» SET EXERCISE: In the data that follows, find the line containing "Where can the white cloud"; then quote that line and every line after it, exactly, through the last one.

» INPUT MATERIAL:
— START —

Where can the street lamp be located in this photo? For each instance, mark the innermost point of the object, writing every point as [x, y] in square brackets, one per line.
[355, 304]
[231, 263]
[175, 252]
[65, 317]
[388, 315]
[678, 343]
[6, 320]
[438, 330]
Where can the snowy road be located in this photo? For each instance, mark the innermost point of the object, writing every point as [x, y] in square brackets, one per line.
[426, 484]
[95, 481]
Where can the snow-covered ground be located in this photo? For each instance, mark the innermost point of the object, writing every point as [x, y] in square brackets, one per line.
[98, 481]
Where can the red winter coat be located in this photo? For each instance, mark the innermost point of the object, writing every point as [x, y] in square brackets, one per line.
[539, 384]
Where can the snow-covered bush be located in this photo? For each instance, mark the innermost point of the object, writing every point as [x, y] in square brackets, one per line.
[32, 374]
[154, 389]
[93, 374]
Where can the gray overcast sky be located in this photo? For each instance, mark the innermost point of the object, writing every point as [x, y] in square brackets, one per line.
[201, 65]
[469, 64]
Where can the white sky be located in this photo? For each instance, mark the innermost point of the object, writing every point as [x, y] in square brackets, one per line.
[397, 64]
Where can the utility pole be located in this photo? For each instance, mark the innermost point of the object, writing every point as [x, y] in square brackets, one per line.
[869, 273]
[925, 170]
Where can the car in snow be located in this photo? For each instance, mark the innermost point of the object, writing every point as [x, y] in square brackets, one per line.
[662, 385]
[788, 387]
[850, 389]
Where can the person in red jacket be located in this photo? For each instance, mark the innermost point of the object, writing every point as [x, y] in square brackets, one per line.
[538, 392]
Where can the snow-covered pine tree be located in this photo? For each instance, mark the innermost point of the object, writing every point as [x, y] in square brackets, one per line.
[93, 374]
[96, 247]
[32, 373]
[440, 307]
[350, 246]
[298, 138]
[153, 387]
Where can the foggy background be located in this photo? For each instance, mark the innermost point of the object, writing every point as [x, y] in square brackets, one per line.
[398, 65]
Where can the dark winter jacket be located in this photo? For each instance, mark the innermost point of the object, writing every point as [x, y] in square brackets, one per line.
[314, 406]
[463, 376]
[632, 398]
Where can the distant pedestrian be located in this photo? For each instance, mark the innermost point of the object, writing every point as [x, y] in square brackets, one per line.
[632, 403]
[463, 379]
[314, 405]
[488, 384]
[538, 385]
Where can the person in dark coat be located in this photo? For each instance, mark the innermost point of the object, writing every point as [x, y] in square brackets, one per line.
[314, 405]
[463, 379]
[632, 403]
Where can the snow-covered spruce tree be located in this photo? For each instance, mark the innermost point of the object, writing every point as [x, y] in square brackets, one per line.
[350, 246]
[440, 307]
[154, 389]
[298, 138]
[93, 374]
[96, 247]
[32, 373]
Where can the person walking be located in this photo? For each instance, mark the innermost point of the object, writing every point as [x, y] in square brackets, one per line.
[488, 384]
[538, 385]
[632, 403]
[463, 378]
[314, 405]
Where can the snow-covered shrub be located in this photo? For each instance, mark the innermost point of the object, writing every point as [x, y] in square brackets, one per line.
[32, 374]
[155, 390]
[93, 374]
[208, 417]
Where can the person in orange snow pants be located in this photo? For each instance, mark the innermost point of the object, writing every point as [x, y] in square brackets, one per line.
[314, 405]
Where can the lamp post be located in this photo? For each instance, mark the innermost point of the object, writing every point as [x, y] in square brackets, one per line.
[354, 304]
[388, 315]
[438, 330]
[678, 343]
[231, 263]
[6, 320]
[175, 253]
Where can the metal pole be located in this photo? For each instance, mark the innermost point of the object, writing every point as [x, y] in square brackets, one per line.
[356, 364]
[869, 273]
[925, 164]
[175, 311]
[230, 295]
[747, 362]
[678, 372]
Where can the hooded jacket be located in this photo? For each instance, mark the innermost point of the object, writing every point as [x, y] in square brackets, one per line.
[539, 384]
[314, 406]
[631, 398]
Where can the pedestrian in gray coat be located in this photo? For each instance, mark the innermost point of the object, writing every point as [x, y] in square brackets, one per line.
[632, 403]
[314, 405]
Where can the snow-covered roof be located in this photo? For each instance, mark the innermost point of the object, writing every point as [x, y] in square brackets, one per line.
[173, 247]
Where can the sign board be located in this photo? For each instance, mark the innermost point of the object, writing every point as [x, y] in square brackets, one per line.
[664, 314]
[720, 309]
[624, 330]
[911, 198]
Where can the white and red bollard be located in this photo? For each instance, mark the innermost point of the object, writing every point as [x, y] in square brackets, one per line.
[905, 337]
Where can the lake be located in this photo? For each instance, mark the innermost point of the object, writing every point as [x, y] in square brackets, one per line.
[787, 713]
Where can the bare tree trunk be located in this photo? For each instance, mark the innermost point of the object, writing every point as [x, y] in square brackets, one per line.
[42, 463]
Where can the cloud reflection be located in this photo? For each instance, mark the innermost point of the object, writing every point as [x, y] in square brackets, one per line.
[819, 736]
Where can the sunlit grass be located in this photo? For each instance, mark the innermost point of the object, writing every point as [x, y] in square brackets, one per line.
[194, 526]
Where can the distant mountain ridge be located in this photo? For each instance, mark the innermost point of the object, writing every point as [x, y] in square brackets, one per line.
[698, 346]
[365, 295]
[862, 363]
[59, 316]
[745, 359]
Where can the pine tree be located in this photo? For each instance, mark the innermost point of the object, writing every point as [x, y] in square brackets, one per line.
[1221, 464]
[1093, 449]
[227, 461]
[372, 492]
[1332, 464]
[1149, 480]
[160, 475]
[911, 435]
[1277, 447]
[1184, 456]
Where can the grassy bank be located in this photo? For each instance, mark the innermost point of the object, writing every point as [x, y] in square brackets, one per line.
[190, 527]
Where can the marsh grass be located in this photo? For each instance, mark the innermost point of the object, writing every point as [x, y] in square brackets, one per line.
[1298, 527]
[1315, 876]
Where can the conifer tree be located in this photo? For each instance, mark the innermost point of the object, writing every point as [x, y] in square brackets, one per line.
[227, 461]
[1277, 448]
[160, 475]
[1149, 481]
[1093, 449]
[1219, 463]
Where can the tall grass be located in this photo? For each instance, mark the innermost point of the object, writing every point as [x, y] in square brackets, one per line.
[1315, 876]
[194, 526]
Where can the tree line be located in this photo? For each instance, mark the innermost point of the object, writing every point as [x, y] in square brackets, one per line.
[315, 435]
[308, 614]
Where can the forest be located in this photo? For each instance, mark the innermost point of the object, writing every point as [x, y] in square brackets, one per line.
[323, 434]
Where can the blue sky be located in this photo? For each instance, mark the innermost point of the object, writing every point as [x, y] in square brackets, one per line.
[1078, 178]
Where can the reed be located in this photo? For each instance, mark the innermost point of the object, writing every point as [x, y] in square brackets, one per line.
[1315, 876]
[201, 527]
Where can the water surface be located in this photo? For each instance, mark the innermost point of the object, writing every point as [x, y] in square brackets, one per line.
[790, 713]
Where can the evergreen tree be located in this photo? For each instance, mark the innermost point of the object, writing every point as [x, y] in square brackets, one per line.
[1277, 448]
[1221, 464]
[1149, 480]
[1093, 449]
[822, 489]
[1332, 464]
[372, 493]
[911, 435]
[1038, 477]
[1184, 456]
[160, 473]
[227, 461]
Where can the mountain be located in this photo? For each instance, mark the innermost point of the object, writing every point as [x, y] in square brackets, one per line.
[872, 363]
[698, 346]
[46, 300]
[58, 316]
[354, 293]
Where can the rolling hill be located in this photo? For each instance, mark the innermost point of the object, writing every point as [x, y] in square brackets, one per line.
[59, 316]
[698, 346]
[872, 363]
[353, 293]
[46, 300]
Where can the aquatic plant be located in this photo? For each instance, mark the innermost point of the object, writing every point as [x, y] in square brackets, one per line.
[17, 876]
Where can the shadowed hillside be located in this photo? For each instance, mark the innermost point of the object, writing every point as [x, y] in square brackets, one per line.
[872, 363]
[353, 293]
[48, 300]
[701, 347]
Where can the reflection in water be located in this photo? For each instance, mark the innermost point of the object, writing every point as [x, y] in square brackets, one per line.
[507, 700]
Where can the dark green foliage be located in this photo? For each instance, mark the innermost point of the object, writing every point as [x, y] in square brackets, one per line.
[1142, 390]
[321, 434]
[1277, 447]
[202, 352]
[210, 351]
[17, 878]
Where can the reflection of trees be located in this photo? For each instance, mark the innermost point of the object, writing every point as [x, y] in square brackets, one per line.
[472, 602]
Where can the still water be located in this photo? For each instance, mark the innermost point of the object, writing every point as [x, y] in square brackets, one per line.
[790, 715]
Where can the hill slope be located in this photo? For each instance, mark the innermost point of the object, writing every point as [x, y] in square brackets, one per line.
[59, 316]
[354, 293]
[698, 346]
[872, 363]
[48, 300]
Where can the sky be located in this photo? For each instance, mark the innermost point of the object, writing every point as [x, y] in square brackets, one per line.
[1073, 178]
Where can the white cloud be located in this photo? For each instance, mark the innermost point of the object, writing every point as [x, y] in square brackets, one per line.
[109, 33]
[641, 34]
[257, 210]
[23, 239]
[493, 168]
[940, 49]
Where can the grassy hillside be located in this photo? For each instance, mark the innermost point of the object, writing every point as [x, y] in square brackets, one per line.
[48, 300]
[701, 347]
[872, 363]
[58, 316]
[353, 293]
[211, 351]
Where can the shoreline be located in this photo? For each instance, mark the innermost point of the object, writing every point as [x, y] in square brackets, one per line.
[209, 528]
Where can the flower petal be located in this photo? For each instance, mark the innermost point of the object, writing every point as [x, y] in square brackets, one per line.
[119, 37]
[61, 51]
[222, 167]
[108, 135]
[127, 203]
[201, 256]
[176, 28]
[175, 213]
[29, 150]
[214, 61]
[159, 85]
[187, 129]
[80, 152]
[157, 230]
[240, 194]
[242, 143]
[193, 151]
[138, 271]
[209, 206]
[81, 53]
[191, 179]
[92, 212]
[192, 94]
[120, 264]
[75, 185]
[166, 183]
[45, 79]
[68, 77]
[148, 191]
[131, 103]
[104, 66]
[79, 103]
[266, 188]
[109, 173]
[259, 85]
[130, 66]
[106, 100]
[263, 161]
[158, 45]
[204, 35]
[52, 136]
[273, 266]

— END —

» SOLVED PROBLEM:
Where can the white cloud be located in this photo? For each instance, mark the innermost point of the object, writing every point as [x, y] in square brackets, one per line.
[109, 33]
[641, 34]
[257, 210]
[23, 239]
[493, 168]
[940, 49]
Where can the grassy hillside be located in this photo? For each instance, mark the innermost point of the object, writing every point as [x, y] in square brackets, one per line.
[48, 300]
[701, 347]
[872, 363]
[58, 316]
[353, 293]
[211, 351]
Where can the shoreline be located in this photo? For each instance, mark the innermost point of the object, writing every point as [x, y] in square brackets, one per line.
[209, 528]
Where can the flower petal be located in this photo? For each instance, mark the innermost point of the object, writing every point as [x, y] in square brackets, one per line.
[119, 37]
[61, 51]
[222, 167]
[108, 135]
[127, 203]
[201, 256]
[176, 28]
[175, 213]
[29, 150]
[214, 61]
[159, 85]
[187, 129]
[80, 152]
[157, 230]
[240, 194]
[242, 143]
[193, 151]
[138, 271]
[209, 206]
[81, 53]
[191, 179]
[92, 212]
[192, 94]
[120, 264]
[75, 185]
[166, 183]
[45, 79]
[68, 77]
[148, 191]
[131, 103]
[104, 66]
[79, 103]
[266, 188]
[109, 173]
[259, 85]
[130, 66]
[106, 100]
[263, 161]
[158, 45]
[204, 35]
[52, 136]
[273, 266]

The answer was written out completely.